Please restate every entry exactly. Leave out the pictures.

▶ EXTRACTED ENTRIES
********************
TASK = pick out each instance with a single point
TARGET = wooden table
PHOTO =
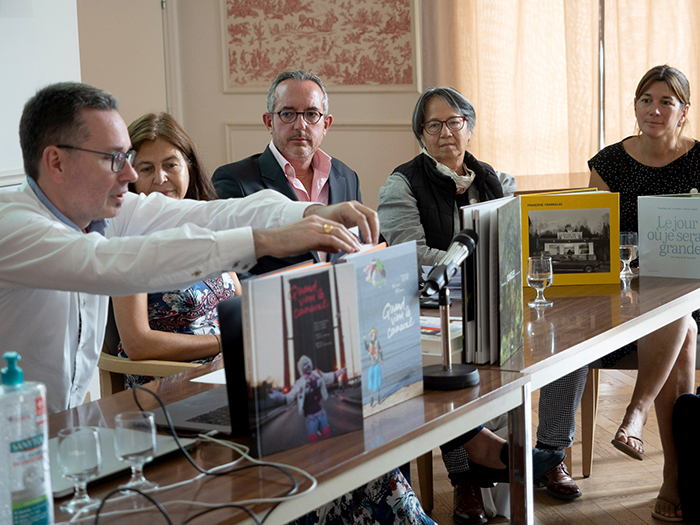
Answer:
(587, 322)
(389, 439)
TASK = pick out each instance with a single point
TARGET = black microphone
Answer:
(460, 248)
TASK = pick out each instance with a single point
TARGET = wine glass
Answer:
(628, 253)
(539, 276)
(80, 460)
(135, 445)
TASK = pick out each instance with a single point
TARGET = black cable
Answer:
(127, 489)
(270, 512)
(223, 506)
(295, 484)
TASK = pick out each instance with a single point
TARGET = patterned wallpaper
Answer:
(347, 43)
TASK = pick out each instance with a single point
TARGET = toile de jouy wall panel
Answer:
(371, 128)
(352, 45)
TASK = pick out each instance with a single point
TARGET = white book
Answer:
(669, 235)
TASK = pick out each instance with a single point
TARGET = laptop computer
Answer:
(211, 410)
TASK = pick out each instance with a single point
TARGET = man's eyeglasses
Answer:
(118, 158)
(288, 116)
(434, 127)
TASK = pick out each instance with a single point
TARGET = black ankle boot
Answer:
(542, 462)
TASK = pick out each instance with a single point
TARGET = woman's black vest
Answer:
(435, 194)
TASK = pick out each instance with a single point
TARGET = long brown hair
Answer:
(674, 79)
(153, 126)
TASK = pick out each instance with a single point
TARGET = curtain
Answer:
(530, 68)
(641, 34)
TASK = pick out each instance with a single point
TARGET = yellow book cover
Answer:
(580, 231)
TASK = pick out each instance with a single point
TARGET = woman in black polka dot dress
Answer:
(658, 160)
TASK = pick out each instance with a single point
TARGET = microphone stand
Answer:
(448, 376)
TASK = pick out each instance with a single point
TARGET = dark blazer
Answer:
(262, 171)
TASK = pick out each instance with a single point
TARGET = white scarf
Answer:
(462, 181)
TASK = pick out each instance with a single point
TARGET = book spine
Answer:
(247, 312)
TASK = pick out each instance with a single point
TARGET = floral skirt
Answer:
(388, 500)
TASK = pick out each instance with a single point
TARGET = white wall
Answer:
(371, 131)
(38, 46)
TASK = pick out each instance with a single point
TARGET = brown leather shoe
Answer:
(560, 484)
(468, 505)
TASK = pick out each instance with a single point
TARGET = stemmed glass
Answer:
(80, 460)
(135, 445)
(539, 276)
(628, 253)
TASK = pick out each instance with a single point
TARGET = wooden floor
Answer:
(619, 490)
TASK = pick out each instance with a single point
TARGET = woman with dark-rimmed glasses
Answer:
(421, 199)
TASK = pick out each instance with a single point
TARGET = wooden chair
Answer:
(589, 404)
(113, 368)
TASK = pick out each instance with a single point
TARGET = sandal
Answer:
(674, 519)
(627, 449)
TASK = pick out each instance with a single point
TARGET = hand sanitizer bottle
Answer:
(25, 482)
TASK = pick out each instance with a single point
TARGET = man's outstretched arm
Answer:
(323, 228)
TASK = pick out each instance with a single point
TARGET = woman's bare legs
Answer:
(666, 370)
(680, 381)
(657, 355)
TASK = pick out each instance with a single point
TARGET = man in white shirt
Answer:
(297, 117)
(71, 235)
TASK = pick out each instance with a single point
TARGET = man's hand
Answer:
(305, 235)
(350, 213)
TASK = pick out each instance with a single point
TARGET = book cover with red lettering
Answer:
(669, 235)
(385, 314)
(304, 385)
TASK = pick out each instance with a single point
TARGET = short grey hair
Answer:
(54, 116)
(298, 75)
(452, 98)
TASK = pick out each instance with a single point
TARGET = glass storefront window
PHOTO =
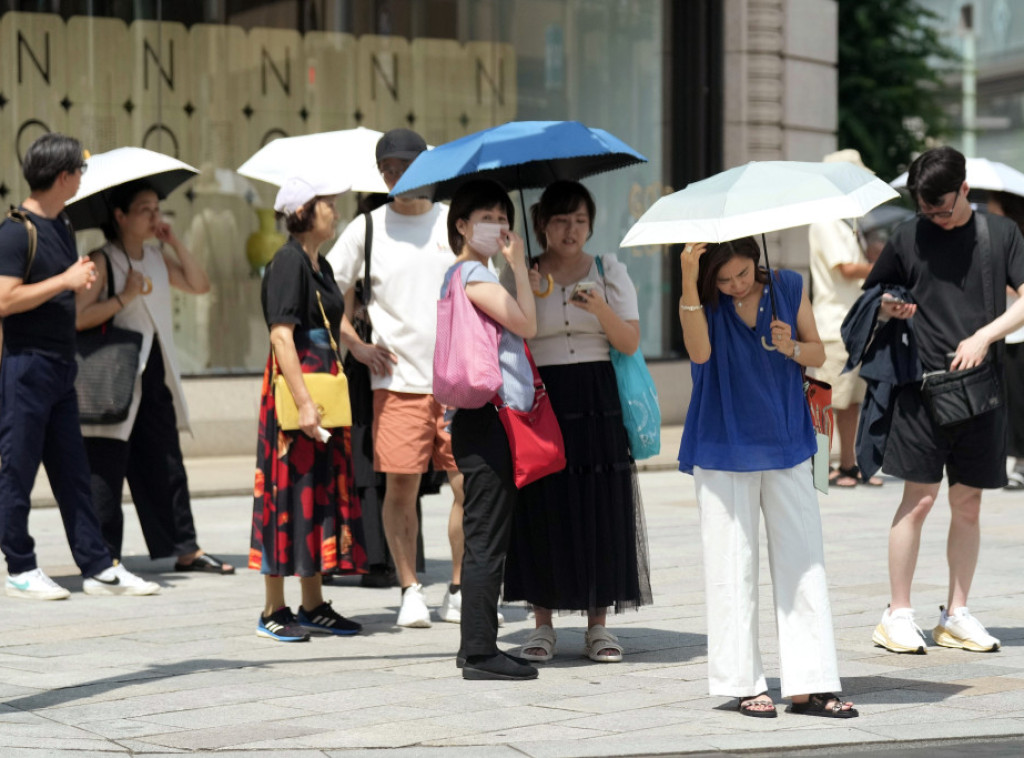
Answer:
(211, 81)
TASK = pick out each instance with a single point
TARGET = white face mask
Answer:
(485, 239)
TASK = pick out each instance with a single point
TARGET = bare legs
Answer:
(312, 592)
(962, 544)
(401, 525)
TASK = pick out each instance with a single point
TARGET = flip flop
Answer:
(598, 641)
(206, 563)
(817, 705)
(542, 638)
(744, 707)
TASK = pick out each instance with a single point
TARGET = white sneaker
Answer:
(451, 609)
(414, 613)
(898, 632)
(960, 629)
(35, 585)
(118, 581)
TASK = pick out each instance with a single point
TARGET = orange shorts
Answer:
(409, 433)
********************
▶ SOLUTION TO THIS EXERCISE
TASK = pick out each instance with a single point
TARGET = wooden table
PHOTO =
Answer:
(587, 322)
(389, 439)
TASK = pick out each instance with a single point
TARGET = black microphone
Answer:
(460, 248)
TASK = pick out each instance with a single point
TARGET = wine glass
Answer:
(628, 253)
(539, 276)
(80, 460)
(135, 445)
TASK = pick out each instance with a single point
TARGET = black cable
Answer:
(127, 489)
(270, 512)
(223, 506)
(295, 484)
TASK = pick out each instance with a single point
TARGET = patterned wallpaper
Answer:
(347, 43)
TASK = pick out each instance with a single point
TARGET = toile de jouy wall panel
Answer:
(371, 128)
(352, 45)
TASK = pick out each instance with a single point
TARGET = white book
Answer:
(669, 235)
TASK = pick out each instance with a single point
TARGET = laptop computer
Answer:
(211, 410)
TASK = pick out each instance with a single point
TARGET = man's eyeglasses
Answer:
(118, 158)
(288, 116)
(434, 127)
TASK = pick out each instance with a single point
TARGET = black ankle boot
Answer:
(542, 462)
TASK = pick out each instance with a single point
TARGET = woman's black vest
Answer:
(435, 194)
TASK = pick out each instance with a single point
TARGET = long brown hair
Answer:
(674, 79)
(153, 126)
TASK = pick out each instance with a single point
TARGET = curtain
Answer:
(530, 68)
(641, 34)
TASK = pick out each instance with a single point
TARGET = yellow book cover
Answer:
(580, 231)
TASK = pick out each instance with a single point
TARGET = woman in black polka dot dress
Answer:
(658, 160)
TASK = pick out each instance with a single point
TARGET = microphone stand
Answer:
(448, 376)
TASK = pick out each instance with a single point
TARGET = dark blazer
Answer:
(262, 171)
TASK = pick out each instance with a single point
TARGET = white scarf
Answer:
(462, 181)
TASK = pick out each instance with a single point
TARGET = book spine
Answer:
(247, 312)
TASK = pick out each instance with a single point
TARGET = floral skirt
Answer:
(388, 500)
TASK = pick out each instance with a single point
TARGET = white wall
Answer:
(371, 131)
(38, 46)
TASK = pick out each instance with a single point
TARGET = brown leather shoe
Answer:
(560, 484)
(468, 505)
TASK = pick out each instance with a single point
TARGET = stemmed glass
Answer:
(80, 460)
(135, 445)
(539, 276)
(628, 253)
TASK = pick out each instance with a single point
TARGET = wooden floor
Answer:
(619, 490)
TASK = pick out each instance with a single point
TARGET = woman with dark-rimmed glasses
Answer:
(421, 199)
TASK = pick out each instance with a single point
TARGET = wooden chair
Answer:
(589, 404)
(113, 368)
TASK = pick out each instance with a single point
TARGET = sandal
Answer:
(674, 519)
(627, 449)
TASK = pick out each instance with a single point
TARGET = hand sanitizer bottle
Answer:
(25, 482)
TASK = pick out each instance with a single point
TARGET = man's outstretched arm
Answer:
(323, 228)
TASK = pick out each instance with a single point
TARGET = woman's bare legs
Answer:
(666, 370)
(680, 381)
(657, 355)
TASK = pick out each instance with a single point
TARGET = man in white shirt
Answer:
(297, 117)
(71, 235)
TASK = pick out each instance with a single point
TARGET = man's hand
Answer:
(305, 235)
(350, 213)
TASK = pick out each instance with a single point
TARGET = book cover with red lettering
Answer:
(669, 235)
(385, 314)
(304, 385)
TASK = pick out each instance with a single point
TARGET = short grey hair
Answer:
(54, 116)
(298, 75)
(452, 98)
TASK = pick out each instance with a single point
TARGET = glass storefront window
PHOTO =
Answer:
(211, 81)
TASK = pick out each instance with a single point
TARGET = white face mask
Answer:
(485, 239)
TASK = pick out each instance with a single point
TARGET = bare legs
Answer:
(312, 592)
(962, 544)
(401, 525)
TASK = pick out each instance with a single point
TARGET = flip flop
Answer:
(598, 641)
(206, 563)
(817, 705)
(542, 638)
(744, 707)
TASK = pick out each instance with a single point
TARGET = white sneaker
Answer:
(451, 609)
(414, 613)
(898, 632)
(960, 629)
(35, 585)
(118, 581)
TASK = pick out each instance with a single point
TARGET = orange shorts
Answer:
(409, 433)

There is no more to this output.